= PROBLEM REQUIREMENTS =
The result should be the lines from the one holding "of the green" to the final line of the records, retyped exactly.

═════ TASK INPUTS

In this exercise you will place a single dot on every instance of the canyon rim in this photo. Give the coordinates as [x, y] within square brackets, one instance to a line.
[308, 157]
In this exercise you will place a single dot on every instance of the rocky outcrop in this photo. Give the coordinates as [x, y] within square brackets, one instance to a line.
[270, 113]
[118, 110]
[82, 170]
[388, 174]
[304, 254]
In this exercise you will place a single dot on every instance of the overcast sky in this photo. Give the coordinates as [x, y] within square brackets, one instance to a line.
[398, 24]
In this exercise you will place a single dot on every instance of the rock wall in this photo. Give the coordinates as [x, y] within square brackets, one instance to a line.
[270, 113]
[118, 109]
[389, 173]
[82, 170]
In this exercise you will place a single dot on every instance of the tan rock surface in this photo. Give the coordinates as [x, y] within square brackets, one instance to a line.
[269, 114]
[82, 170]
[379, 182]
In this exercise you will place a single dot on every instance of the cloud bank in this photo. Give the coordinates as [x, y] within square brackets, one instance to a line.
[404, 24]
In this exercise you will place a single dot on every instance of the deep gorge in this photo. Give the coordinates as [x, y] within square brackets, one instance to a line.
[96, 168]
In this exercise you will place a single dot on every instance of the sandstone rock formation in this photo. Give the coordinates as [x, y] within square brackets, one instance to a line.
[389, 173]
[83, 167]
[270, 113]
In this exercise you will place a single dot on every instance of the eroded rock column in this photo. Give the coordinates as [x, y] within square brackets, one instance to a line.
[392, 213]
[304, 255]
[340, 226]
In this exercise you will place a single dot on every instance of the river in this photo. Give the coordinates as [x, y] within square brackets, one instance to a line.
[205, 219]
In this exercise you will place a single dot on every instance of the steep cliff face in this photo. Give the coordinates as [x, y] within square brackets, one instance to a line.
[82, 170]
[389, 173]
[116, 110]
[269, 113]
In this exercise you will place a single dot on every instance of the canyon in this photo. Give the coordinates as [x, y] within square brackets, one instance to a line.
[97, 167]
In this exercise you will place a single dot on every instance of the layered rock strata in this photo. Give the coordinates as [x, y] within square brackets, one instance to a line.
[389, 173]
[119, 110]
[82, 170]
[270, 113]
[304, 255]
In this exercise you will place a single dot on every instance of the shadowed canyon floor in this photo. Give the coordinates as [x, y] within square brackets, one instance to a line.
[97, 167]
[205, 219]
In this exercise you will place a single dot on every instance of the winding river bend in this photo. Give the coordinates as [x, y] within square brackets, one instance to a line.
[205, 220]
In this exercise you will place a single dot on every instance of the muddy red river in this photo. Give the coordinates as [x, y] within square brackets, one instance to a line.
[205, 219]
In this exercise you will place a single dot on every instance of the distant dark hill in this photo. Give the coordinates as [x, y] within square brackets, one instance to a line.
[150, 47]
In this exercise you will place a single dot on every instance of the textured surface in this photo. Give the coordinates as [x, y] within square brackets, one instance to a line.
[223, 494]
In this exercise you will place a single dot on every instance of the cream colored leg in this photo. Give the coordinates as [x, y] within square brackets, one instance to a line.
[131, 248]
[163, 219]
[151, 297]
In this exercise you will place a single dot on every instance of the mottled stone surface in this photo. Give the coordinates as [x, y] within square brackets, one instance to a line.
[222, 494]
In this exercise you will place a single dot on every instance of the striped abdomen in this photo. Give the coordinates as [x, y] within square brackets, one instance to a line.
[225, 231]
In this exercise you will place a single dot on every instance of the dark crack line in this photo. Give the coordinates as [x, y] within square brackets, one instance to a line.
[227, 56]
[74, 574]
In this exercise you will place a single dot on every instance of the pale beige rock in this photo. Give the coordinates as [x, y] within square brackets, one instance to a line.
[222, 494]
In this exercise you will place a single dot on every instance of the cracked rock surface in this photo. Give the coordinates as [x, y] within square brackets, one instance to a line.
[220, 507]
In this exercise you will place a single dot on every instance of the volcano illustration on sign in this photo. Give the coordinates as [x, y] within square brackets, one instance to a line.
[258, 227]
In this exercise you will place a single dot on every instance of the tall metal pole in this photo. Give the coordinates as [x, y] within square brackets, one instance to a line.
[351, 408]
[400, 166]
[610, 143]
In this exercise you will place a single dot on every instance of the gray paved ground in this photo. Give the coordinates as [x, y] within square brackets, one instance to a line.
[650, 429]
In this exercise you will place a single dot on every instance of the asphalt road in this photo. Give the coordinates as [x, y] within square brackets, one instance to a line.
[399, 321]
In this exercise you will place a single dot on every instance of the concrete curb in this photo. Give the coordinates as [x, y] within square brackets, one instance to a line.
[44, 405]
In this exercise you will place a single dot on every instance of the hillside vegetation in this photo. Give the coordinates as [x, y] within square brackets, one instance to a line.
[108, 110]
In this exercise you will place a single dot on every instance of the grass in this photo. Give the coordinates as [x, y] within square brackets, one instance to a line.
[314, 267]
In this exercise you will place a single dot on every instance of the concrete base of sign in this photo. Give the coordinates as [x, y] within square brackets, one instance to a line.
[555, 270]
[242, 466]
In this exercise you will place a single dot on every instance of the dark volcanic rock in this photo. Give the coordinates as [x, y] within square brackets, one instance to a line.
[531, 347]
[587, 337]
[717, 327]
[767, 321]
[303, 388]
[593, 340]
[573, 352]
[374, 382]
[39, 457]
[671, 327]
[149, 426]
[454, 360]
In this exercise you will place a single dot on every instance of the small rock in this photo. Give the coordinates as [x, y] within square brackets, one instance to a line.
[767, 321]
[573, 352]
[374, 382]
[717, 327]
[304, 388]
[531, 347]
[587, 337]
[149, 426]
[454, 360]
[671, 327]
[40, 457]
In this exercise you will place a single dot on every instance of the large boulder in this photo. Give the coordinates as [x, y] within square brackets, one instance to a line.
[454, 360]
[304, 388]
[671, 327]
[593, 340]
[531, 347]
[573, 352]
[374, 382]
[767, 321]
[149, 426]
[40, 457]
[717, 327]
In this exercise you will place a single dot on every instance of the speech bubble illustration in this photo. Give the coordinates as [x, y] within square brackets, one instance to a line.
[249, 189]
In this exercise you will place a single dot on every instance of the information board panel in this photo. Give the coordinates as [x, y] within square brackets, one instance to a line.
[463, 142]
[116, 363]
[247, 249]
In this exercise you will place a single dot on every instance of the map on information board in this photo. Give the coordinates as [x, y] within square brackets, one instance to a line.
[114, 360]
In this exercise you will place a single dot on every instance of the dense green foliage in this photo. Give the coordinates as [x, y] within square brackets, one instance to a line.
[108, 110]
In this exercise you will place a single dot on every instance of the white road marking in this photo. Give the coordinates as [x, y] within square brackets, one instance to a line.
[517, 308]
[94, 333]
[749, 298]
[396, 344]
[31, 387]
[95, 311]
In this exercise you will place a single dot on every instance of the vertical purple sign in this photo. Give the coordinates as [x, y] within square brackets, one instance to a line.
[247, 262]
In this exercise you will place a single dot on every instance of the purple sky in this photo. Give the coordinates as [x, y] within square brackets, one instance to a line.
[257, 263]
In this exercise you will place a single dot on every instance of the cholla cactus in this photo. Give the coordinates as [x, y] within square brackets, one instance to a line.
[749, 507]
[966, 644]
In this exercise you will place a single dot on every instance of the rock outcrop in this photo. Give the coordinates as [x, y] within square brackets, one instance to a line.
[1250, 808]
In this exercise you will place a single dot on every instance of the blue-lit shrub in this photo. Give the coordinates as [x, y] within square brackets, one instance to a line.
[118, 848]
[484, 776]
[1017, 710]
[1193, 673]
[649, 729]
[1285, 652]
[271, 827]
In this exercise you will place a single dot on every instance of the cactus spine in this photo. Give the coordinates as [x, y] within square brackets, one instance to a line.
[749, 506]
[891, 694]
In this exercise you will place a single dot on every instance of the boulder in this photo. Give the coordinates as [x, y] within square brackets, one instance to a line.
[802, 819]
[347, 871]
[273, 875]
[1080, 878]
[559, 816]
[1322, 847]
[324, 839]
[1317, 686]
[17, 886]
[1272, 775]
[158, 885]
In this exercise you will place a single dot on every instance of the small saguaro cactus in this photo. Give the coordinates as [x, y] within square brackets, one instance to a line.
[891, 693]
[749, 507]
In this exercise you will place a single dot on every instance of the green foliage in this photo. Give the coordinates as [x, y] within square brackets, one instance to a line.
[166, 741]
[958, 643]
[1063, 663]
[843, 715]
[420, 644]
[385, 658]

══════════

= OUTPUT FOR THIS EXERCISE =
In this exercise you will place a single dot on every instance of the green foliage in this photo. Give the coordinates as [x, y] within square brackets, one instance to a line.
[166, 741]
[958, 643]
[1063, 663]
[843, 715]
[420, 644]
[385, 658]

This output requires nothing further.